Problem to work on: Copy out each line of the material below in which the string "image" appears.
[Opening Dataset extract section]
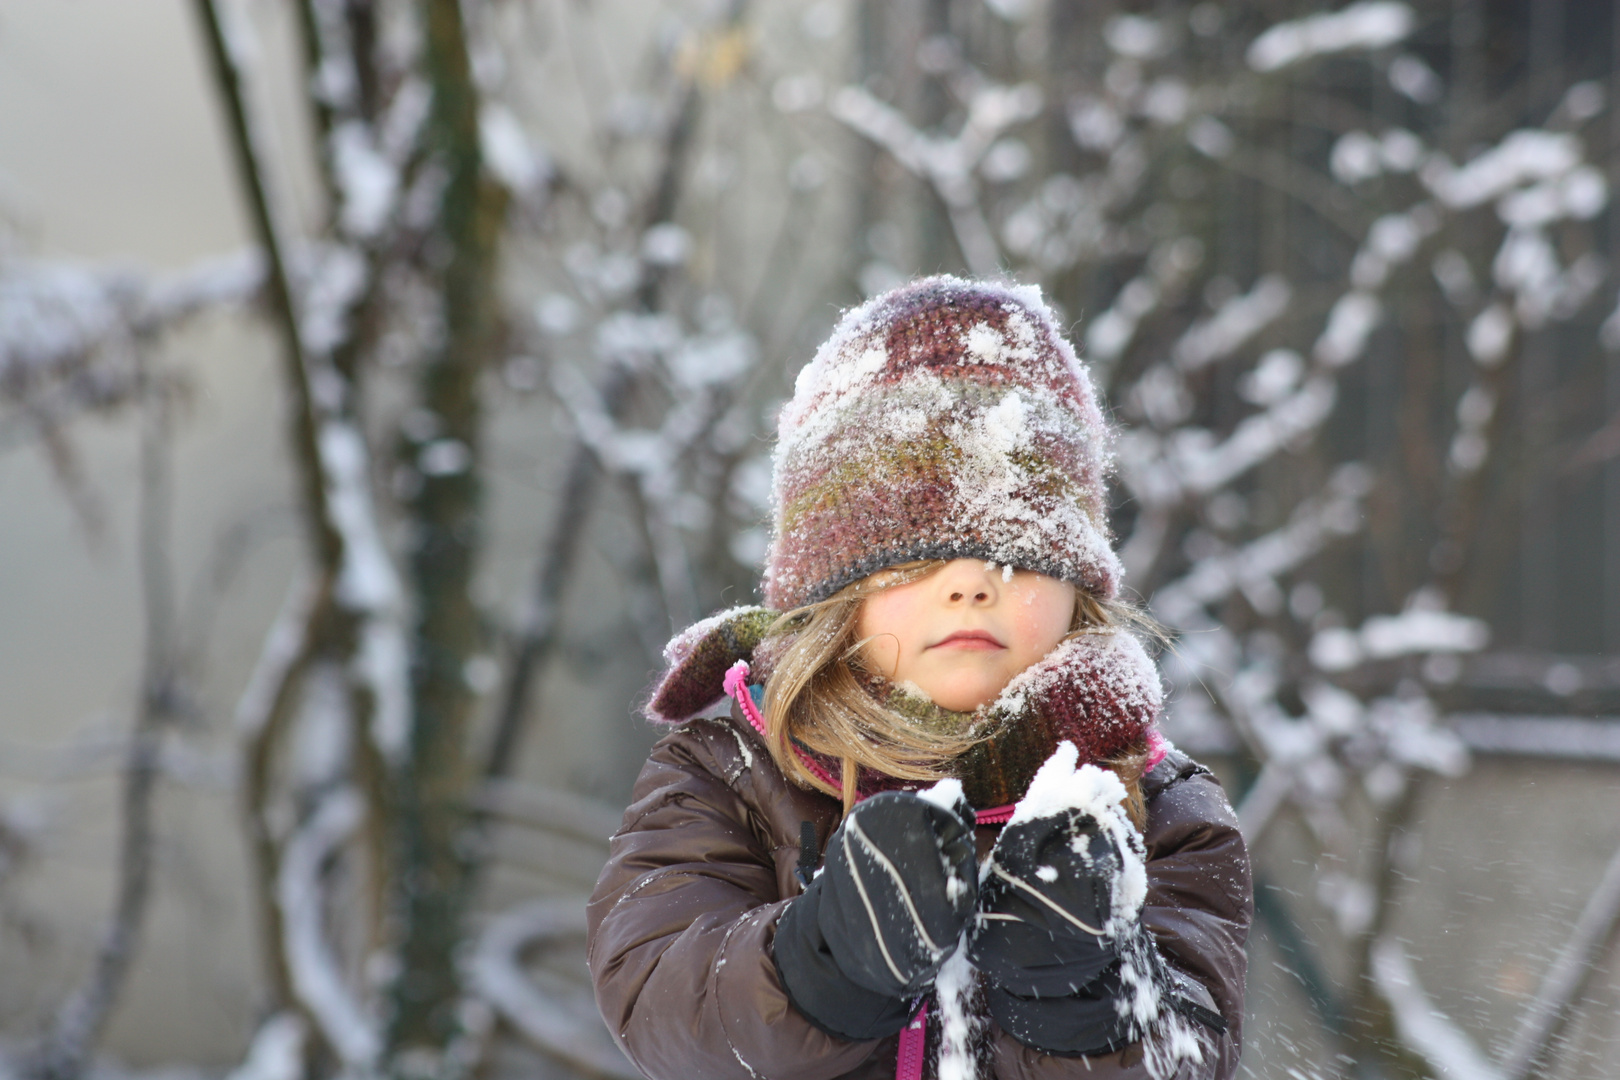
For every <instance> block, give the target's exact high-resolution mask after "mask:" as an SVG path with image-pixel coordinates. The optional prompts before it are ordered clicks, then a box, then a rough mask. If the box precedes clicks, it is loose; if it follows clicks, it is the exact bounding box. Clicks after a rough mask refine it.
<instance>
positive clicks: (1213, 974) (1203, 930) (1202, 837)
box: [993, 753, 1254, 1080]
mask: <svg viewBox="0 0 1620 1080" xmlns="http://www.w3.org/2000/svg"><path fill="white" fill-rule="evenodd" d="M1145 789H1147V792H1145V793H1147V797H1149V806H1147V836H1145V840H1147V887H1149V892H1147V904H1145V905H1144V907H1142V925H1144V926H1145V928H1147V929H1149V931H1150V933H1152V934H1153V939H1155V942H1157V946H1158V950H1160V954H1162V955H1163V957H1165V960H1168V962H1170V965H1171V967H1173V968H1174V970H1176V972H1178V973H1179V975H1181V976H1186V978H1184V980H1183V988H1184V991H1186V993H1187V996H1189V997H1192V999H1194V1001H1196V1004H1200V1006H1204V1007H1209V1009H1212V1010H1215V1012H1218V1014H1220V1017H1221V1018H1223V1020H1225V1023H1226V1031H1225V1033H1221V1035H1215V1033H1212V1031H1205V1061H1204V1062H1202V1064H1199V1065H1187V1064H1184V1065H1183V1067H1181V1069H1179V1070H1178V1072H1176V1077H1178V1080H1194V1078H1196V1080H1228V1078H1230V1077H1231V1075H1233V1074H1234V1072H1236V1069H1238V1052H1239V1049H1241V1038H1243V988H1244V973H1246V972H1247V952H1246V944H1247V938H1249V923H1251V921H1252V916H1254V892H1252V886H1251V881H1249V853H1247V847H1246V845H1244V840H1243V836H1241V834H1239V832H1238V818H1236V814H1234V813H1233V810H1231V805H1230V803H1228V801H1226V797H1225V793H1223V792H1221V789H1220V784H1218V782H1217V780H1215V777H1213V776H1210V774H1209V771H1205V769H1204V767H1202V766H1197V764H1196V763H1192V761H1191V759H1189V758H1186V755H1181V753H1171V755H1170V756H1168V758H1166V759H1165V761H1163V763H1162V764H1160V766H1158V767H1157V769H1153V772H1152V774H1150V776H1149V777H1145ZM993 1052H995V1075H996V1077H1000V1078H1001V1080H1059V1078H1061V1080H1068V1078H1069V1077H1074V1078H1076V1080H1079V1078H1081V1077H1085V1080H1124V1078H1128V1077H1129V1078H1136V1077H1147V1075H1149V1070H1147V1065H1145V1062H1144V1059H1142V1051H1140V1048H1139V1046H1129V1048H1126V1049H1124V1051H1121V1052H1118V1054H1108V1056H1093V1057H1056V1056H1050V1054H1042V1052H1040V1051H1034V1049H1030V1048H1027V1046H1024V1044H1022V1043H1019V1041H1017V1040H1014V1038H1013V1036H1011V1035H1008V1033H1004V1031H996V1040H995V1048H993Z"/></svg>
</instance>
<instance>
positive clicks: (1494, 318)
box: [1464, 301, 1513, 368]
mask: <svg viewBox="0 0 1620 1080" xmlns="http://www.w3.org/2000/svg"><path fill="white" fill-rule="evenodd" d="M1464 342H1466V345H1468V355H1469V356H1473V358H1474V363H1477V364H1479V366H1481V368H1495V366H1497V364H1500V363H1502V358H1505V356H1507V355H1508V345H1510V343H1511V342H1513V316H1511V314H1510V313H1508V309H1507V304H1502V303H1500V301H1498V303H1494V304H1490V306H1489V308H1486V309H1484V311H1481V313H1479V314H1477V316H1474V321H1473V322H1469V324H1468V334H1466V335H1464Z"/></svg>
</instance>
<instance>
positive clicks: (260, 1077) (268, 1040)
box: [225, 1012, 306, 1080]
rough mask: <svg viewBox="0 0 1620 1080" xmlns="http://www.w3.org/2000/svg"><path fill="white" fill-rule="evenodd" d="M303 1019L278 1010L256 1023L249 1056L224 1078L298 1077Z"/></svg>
[Closing Dataset extract section]
[Opening Dataset extract section]
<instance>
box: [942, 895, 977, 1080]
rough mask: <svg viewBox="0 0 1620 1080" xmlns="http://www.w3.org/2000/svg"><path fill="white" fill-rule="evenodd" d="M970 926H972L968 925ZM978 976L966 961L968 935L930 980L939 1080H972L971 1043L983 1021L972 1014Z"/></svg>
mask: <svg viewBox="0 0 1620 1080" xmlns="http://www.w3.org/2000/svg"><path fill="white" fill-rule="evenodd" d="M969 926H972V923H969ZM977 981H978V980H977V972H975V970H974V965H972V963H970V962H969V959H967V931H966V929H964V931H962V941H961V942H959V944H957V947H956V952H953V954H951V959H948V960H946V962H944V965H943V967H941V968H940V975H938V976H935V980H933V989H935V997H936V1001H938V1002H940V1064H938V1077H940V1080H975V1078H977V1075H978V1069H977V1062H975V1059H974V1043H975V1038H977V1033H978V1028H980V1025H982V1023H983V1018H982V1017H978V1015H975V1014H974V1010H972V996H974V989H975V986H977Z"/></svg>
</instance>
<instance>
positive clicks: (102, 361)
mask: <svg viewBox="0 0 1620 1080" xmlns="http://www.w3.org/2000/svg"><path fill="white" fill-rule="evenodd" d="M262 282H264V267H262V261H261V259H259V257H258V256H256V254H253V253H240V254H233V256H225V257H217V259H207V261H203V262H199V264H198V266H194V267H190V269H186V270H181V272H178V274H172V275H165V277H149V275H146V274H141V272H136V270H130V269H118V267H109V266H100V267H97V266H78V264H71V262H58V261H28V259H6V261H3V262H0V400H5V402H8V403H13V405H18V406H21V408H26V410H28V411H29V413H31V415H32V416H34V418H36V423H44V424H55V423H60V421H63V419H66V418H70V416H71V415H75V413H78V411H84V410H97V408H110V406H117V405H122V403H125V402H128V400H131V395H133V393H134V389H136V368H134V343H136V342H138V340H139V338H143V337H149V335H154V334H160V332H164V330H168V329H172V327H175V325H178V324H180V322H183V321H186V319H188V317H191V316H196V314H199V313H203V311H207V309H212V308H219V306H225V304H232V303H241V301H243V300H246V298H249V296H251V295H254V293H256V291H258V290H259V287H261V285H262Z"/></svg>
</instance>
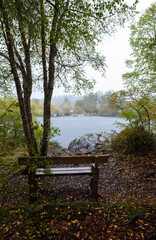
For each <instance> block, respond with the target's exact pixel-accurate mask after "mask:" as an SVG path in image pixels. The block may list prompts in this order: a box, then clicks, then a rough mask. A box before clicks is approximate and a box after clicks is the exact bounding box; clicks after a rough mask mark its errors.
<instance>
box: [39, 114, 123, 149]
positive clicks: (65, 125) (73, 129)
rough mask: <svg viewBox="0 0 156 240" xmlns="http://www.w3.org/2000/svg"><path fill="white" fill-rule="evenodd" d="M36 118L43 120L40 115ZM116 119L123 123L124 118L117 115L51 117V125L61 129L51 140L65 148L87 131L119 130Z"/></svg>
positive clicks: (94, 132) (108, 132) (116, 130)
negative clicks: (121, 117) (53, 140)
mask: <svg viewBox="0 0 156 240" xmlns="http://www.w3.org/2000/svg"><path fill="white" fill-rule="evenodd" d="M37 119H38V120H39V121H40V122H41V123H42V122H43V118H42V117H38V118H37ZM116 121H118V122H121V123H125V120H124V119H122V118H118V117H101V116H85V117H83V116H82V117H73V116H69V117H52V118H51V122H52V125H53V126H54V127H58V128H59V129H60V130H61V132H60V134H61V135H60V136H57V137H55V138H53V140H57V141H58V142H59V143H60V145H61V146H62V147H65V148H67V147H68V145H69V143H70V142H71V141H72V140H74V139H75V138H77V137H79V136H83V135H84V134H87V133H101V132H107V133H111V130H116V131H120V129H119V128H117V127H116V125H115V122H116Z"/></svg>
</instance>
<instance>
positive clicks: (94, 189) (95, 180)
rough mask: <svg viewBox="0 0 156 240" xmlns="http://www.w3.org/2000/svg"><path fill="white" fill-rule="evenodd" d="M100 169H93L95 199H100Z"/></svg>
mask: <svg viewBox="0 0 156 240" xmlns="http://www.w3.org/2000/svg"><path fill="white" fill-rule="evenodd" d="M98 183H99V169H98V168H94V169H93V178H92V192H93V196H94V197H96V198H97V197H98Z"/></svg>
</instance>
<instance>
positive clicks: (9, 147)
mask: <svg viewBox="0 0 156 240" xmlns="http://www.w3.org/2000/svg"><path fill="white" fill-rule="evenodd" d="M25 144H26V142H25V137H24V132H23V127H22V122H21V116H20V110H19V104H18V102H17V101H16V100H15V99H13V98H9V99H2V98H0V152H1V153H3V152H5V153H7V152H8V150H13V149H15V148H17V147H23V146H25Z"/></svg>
[Closing Dataset extract section]
Written solution:
For every <instance> block, give the target's exact high-resolution mask after "mask:" as an SVG path with image-pixel coordinates. The optional prompts before it are ordered clicks, then a box, then a rough mask. If the box precedes clicks, it is loose; if it follows clicks, it is the exact bounding box. Clicks after a rough mask refine it.
For each <instance> block, respond with the target's exact pixel-accurate mask after "mask:" as an SVG path in image pixels. The block may list prompts in this order: a box, then clicks, then a rough mask. A box before clicks is approximate and a box after clicks is the exact bounding box; clicks after a rough mask mark its errors.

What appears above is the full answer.